▶ [Given records]:
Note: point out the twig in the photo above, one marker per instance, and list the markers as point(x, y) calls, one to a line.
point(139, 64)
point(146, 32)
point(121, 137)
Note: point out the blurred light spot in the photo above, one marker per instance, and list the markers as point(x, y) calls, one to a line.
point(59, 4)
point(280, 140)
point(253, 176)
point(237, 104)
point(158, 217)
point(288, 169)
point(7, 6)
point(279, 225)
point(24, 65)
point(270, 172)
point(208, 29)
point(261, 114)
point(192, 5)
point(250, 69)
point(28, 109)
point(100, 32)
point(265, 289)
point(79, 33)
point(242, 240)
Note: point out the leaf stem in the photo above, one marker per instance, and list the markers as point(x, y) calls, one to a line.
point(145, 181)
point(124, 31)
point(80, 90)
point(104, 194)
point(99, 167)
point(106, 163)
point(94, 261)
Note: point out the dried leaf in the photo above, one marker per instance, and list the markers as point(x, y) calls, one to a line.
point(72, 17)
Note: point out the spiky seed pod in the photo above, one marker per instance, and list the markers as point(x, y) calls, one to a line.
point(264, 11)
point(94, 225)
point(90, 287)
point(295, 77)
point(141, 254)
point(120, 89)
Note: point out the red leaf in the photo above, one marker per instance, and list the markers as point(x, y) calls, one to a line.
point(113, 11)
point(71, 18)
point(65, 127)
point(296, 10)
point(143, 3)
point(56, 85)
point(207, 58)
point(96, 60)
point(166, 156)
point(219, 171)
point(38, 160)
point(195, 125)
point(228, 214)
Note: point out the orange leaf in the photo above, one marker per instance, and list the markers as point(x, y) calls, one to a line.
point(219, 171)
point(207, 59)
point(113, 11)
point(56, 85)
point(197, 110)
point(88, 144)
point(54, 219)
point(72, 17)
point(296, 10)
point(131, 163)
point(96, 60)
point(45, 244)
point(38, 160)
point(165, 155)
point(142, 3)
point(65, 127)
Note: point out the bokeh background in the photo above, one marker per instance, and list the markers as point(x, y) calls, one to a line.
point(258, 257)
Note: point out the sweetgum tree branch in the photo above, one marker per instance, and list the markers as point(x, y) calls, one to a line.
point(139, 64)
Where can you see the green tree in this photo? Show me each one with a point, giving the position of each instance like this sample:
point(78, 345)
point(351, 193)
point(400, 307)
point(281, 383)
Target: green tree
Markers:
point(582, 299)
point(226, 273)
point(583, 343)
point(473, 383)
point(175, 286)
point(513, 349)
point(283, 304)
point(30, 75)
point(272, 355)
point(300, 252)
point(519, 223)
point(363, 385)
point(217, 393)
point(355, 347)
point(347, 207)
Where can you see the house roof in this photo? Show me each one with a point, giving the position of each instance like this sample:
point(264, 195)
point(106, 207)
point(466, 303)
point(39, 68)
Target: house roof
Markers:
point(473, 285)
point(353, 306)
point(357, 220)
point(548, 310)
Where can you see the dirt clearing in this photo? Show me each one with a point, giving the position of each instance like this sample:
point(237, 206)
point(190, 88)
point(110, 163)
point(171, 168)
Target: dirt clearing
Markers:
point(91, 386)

▶ [Written task]:
Rewrite all the items above, swapping every "one marker per instance" for "a single marker for each instance" and leaving everything else unchanged.

▶ [Response to the task]:
Note: point out the twig in the photo above, a single marker for each instance, and list the markers as point(x, y) calls, one to a line.
point(139, 64)
point(146, 32)
point(121, 137)
Note: point out the blurred light spot in the photo above, a single marker for each instance, and list the markers as point(x, y) calls, one to a line.
point(59, 4)
point(280, 140)
point(253, 176)
point(237, 104)
point(158, 217)
point(288, 169)
point(7, 6)
point(279, 225)
point(24, 65)
point(270, 172)
point(208, 29)
point(261, 114)
point(192, 5)
point(250, 69)
point(28, 109)
point(100, 32)
point(265, 289)
point(79, 33)
point(242, 240)
Note: point out the leaf stem in the photo above, a single marker for each instance, and list the markers as point(x, y) calls, one to a line.
point(145, 181)
point(124, 31)
point(80, 90)
point(104, 194)
point(99, 167)
point(106, 163)
point(94, 261)
Note: point out the dried leaf in the photo above, a single marker for each instance, and list the markers as point(x, y) calls, one to a line.
point(72, 17)
Note: point out the spiky seed pod in the photo above, a single marker for each instance, and list the markers as point(x, y) calls, one to a line.
point(264, 11)
point(94, 225)
point(90, 287)
point(295, 77)
point(141, 254)
point(120, 89)
Note: point out the red leaf in the photo above, a single marker for each instance, and list the markers as point(x, y) calls, one to a line.
point(113, 11)
point(71, 18)
point(65, 127)
point(296, 10)
point(143, 3)
point(56, 85)
point(207, 58)
point(96, 60)
point(166, 156)
point(219, 171)
point(38, 160)
point(195, 125)
point(228, 214)
Note: point out the orange leaf in the photo above, a single marker for each instance, and list the markers as point(x, y) calls, one to a line.
point(219, 171)
point(207, 59)
point(113, 11)
point(56, 85)
point(197, 110)
point(88, 144)
point(54, 219)
point(72, 17)
point(296, 10)
point(131, 163)
point(96, 60)
point(45, 244)
point(38, 160)
point(165, 155)
point(142, 3)
point(65, 127)
Note: point out the bokeh background in the photo above, a single marker for each instance, and list the markers as point(x, y) calls, one to a line.
point(258, 257)
Note: point out the sweetgum tree branch in the photo above, a single marker for each instance, and list the markers as point(x, y) calls, one to a line.
point(139, 64)
Where can you see the green tree in this photo? Show me each one with a point, giving the position of each instance like this sample:
point(78, 345)
point(351, 193)
point(400, 307)
point(281, 383)
Target: green tree
Markers:
point(582, 299)
point(226, 273)
point(583, 343)
point(473, 383)
point(175, 286)
point(513, 349)
point(283, 304)
point(30, 75)
point(272, 355)
point(300, 252)
point(519, 223)
point(363, 385)
point(217, 393)
point(355, 347)
point(347, 207)
Where can you see the house roof in this photo? Show me each one with a point, giving the position of each instance like this sample:
point(264, 195)
point(106, 207)
point(466, 303)
point(39, 68)
Target: house roof
Markers:
point(473, 285)
point(353, 306)
point(357, 220)
point(548, 310)
Where can you see the dirt clearing in this photo? Show me each one with a point, giving the position of each instance like this sample:
point(237, 206)
point(190, 88)
point(110, 163)
point(171, 168)
Target: dirt clearing
Markers:
point(91, 386)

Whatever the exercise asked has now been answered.